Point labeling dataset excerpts
'''

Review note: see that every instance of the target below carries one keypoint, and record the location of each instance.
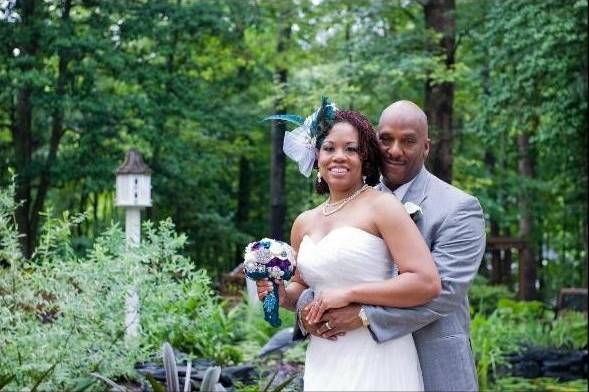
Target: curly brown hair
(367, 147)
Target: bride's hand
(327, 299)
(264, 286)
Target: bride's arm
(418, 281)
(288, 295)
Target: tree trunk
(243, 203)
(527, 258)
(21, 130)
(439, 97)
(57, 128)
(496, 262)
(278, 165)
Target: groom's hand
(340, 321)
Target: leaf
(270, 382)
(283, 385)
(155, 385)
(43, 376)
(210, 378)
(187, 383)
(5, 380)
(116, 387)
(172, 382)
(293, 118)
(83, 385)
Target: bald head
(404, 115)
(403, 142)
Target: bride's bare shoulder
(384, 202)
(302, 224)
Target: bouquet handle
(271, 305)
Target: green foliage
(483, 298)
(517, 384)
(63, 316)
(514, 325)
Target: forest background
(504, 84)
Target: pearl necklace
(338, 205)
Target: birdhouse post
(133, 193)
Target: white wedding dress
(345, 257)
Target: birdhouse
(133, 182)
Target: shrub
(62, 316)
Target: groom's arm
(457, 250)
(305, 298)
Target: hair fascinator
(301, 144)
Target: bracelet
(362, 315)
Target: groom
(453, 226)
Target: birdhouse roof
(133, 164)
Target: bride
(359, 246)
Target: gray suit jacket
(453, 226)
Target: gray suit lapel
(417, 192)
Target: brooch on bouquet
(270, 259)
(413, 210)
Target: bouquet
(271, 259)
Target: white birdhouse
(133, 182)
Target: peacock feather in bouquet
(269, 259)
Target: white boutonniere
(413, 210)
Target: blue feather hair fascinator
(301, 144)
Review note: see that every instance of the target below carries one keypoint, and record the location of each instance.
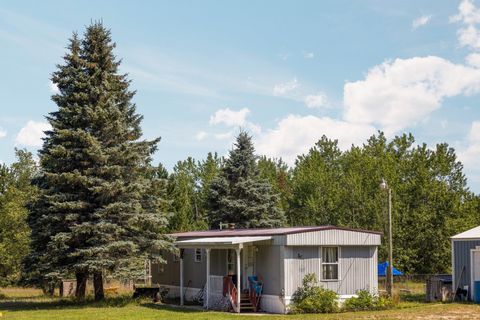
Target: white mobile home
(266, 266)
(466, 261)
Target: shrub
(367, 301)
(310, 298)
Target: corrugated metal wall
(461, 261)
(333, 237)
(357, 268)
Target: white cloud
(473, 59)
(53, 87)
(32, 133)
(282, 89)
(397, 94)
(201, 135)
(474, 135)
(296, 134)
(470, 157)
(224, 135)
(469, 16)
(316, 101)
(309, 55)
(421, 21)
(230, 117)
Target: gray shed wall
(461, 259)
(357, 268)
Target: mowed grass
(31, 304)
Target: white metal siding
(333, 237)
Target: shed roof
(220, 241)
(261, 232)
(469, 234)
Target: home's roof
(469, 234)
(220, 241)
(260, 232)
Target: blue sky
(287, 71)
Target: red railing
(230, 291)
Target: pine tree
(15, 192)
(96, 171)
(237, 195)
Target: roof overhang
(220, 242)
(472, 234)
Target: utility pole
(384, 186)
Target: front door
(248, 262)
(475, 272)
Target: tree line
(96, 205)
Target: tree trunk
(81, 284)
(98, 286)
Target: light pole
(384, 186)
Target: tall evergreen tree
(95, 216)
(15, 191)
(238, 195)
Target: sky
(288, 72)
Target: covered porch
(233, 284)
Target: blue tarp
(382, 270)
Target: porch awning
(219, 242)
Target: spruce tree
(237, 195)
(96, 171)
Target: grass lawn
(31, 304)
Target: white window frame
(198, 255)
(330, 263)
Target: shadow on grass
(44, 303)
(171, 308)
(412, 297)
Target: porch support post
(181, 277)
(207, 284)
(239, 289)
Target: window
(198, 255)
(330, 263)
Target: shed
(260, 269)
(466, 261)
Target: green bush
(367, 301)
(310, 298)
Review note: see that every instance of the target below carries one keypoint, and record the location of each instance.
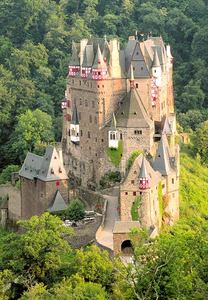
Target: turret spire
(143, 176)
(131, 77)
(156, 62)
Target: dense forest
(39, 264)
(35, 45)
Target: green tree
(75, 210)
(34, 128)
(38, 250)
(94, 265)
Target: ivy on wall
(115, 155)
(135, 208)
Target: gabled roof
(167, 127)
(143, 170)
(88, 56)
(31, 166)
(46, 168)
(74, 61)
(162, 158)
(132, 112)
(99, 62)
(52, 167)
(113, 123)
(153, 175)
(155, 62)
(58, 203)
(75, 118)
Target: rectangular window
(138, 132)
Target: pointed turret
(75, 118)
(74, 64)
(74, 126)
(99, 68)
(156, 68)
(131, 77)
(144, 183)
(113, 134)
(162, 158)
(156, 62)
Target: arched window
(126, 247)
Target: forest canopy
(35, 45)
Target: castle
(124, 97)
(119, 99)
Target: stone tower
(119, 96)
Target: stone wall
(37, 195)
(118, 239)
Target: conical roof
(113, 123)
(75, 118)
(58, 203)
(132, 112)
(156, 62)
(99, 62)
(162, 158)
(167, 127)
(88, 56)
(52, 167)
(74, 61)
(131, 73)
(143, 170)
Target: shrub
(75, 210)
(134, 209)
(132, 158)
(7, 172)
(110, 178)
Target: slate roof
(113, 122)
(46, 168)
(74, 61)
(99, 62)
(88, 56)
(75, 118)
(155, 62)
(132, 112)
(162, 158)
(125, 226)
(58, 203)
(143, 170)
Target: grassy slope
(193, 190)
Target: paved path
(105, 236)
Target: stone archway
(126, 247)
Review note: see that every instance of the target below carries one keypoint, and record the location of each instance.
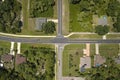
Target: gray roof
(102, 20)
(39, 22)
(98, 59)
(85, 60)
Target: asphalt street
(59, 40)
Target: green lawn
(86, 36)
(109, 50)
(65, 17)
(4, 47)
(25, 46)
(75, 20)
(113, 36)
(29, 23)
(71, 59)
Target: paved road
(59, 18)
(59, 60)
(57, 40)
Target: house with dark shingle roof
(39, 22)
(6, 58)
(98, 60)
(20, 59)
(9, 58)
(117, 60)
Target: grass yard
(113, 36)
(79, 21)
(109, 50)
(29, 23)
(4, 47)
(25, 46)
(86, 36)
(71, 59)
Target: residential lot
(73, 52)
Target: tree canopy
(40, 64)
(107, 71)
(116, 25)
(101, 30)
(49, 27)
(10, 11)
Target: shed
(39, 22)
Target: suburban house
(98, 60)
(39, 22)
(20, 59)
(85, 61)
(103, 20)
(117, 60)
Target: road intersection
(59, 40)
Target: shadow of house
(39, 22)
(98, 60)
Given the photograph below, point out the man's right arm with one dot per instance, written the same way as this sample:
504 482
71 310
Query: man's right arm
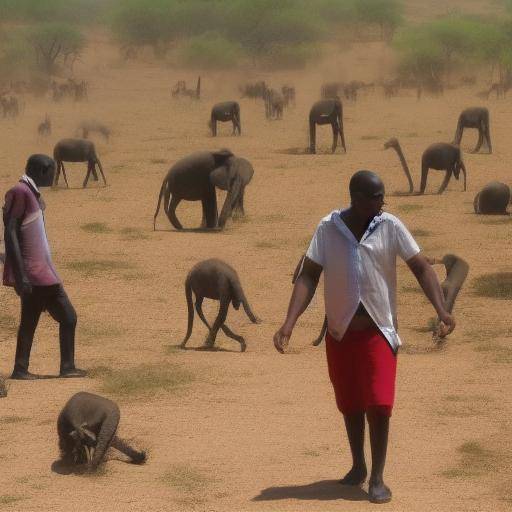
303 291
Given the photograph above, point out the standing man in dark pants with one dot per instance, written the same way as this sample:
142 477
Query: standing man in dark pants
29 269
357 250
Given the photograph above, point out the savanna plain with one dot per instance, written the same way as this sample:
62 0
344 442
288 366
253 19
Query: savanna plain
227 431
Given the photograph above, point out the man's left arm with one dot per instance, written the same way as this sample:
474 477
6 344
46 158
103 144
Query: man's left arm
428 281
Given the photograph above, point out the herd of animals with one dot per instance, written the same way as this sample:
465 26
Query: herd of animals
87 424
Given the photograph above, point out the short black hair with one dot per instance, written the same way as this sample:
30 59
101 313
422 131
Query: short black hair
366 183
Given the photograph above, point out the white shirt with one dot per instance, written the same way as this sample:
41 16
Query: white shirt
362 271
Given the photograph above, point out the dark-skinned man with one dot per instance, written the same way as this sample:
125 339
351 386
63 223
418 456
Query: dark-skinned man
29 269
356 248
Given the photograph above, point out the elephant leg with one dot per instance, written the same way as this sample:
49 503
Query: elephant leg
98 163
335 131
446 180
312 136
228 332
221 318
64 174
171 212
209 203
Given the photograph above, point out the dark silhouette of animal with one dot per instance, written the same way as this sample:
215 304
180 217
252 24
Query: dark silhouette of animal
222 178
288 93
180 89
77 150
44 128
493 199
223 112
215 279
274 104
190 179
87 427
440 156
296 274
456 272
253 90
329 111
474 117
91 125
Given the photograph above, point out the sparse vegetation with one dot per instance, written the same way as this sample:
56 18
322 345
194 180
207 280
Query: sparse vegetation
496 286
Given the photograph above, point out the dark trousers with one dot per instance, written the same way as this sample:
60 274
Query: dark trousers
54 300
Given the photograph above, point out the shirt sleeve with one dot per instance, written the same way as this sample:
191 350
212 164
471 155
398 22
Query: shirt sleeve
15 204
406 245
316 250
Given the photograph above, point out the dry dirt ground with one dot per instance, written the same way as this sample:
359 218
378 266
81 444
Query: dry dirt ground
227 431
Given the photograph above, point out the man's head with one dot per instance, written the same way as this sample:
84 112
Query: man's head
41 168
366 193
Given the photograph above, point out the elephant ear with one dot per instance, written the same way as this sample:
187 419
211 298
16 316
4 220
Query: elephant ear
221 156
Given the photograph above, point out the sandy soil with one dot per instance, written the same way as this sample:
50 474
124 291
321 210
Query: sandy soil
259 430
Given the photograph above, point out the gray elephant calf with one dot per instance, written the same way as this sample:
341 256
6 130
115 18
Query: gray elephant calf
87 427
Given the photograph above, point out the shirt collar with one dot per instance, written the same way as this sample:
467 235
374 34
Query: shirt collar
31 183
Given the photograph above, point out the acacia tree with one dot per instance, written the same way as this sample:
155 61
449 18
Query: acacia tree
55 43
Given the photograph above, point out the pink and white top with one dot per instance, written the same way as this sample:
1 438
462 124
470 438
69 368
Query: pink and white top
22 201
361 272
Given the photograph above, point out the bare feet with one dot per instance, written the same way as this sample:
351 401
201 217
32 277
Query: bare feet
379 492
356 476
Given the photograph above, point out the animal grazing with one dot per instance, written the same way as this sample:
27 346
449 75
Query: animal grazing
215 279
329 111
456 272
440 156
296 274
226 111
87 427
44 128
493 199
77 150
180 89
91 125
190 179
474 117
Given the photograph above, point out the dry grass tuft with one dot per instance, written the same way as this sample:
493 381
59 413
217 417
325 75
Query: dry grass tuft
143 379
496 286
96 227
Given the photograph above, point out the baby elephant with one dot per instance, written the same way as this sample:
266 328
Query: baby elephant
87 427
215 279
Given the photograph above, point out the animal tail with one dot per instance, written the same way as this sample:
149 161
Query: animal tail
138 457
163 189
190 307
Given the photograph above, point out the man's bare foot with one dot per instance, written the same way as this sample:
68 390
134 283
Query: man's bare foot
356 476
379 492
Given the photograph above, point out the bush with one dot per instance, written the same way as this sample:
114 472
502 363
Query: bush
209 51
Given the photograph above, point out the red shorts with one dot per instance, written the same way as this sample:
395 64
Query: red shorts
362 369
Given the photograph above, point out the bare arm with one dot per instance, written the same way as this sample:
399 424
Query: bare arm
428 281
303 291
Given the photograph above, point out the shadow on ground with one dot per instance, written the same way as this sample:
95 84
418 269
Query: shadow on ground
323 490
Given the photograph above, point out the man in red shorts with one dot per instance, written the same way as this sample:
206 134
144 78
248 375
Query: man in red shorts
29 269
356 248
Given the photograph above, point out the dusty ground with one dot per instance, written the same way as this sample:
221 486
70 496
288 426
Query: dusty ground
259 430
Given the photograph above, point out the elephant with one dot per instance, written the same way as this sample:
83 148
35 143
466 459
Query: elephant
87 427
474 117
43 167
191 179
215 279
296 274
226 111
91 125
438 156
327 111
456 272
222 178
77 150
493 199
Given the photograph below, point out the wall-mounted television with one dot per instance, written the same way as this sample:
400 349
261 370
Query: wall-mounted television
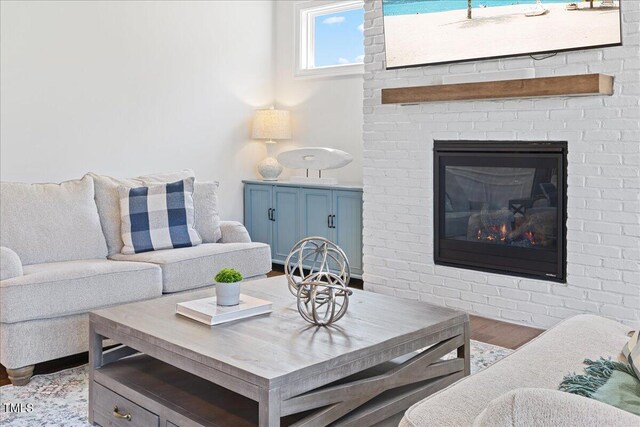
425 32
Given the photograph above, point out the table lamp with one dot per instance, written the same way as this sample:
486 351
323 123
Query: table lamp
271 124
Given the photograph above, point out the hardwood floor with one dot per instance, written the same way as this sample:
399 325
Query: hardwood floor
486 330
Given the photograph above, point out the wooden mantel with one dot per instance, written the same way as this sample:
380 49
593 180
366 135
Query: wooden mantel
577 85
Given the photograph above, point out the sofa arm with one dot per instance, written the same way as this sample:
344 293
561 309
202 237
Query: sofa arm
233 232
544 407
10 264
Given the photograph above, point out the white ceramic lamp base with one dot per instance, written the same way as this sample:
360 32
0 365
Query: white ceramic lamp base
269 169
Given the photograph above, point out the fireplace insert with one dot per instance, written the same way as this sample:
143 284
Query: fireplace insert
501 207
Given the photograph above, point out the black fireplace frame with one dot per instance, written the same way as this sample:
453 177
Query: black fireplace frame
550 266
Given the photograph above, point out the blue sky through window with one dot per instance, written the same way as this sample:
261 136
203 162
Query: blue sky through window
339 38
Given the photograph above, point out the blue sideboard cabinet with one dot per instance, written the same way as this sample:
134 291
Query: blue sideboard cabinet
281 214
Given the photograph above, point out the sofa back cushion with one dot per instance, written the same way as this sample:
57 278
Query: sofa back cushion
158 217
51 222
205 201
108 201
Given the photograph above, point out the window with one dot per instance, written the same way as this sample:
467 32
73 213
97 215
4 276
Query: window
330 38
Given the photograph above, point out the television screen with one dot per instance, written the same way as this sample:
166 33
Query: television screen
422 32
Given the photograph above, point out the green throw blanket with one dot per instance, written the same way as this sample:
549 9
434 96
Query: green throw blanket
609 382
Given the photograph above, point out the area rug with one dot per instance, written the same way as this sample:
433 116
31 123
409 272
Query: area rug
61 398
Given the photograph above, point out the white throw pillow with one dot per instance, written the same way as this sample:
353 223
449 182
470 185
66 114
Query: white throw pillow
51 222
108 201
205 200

'''

§ **What you have to do**: Every line from the one containing "Given the photograph above, point out the blue sky" through the end of the entries above must be echoed exactly, with both ends kept.

§ **Task output**:
Given the photograph above, point out the blue sky through window with one dot per instance, written the same way as this sample:
261 136
203 162
Query: blue sky through window
339 38
Given the photograph above, point out the blue sideboard cabinet with one dot per instance, written the same way as this sample:
134 291
Query: blue sideboard cabinet
281 214
Given the photograph above, point out the sofa back cushion with one dot per instance, written the same way as this sample:
57 278
Query: sofa back cushion
158 217
51 222
205 201
108 201
Given the photograph above, point out the window with one dot per instance, written the same way as this sample:
467 32
73 213
97 215
4 276
Query: window
330 38
Given the photograph above, point out the television screen with one dot per instance, written the same way as this sample:
166 33
Query: television screen
422 32
Given the photograph above, point out the green throw blanket with one dot per instance, written the same way as this sample:
549 9
434 96
Query: green throw blanket
609 382
Given the photograph above, point out the area rug with one dot per instance, written the same way as this sample:
433 116
31 123
409 272
Query: area rug
61 398
Given the photograph above, point out the white throw pillow with one dot per instance, written the same way as this sample:
353 223
449 182
470 185
66 114
Query: white throw pillow
51 222
108 201
205 200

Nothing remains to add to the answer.